- **Task requirements**: Please give the entries below again exactly, omitting every picture.

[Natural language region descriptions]
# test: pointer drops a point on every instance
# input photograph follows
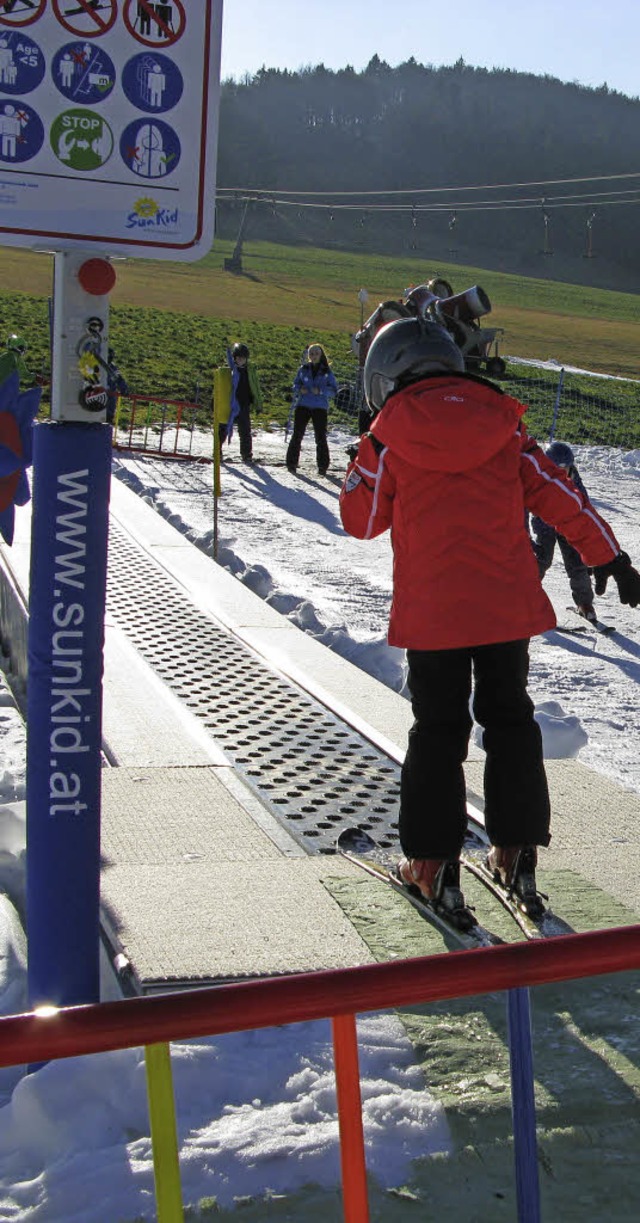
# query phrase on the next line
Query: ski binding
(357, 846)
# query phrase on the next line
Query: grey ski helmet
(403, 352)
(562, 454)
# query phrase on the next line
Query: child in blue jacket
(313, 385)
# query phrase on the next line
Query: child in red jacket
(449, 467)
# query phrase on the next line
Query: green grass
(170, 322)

- **Worked solution**:
# test: pointer drops a point on every instance
# input photograph follows
# query phrase on the next line
Query: ski binding
(357, 846)
# query phrase on the next line
Query: grey ski helmet
(403, 352)
(562, 454)
# query phrase on the next line
Query: child in blue jacket
(313, 385)
# query phrase on the next line
Query: child in red jacket
(449, 467)
# query phrase on the next line
Query: green grass
(170, 322)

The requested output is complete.